● **WHAT THE TASK REQUIRES**
Format each line of the listing below as a numbered list, omitting blank lines and excluding the pictures.
=== STORED RECORDS ===
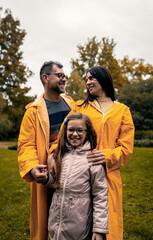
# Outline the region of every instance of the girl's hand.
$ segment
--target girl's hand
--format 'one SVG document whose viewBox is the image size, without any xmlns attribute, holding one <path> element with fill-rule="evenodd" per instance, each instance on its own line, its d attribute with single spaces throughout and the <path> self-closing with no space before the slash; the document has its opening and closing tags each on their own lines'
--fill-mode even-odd
<svg viewBox="0 0 153 240">
<path fill-rule="evenodd" d="M 56 176 L 56 163 L 53 157 L 53 153 L 48 157 L 47 160 L 48 172 L 55 178 Z"/>
<path fill-rule="evenodd" d="M 101 233 L 93 233 L 91 240 L 103 240 L 103 235 Z"/>
<path fill-rule="evenodd" d="M 105 155 L 101 150 L 94 149 L 87 155 L 88 162 L 92 162 L 92 165 L 106 164 Z"/>
</svg>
===
● **SOLUTION TO THE EXERCISE**
1. # Outline the region of every instance of the girl's hand.
2. $ segment
3. --target girl's hand
4. --format 'one SVG document whose viewBox is the image size, without any xmlns attribute, holding one <path> element with fill-rule="evenodd" per instance, each instance on its own line, its d attribute with single spaces throughout and the <path> self-closing with no space before the slash; the document has its opening and closing tags each on their own lines'
5. --fill-mode even-odd
6. <svg viewBox="0 0 153 240">
7. <path fill-rule="evenodd" d="M 56 176 L 56 163 L 53 157 L 53 153 L 48 157 L 47 160 L 48 172 L 55 178 Z"/>
8. <path fill-rule="evenodd" d="M 101 233 L 93 233 L 91 240 L 103 240 L 103 235 Z"/>
9. <path fill-rule="evenodd" d="M 105 155 L 101 150 L 94 149 L 87 155 L 88 162 L 92 162 L 92 165 L 106 164 Z"/>
10. </svg>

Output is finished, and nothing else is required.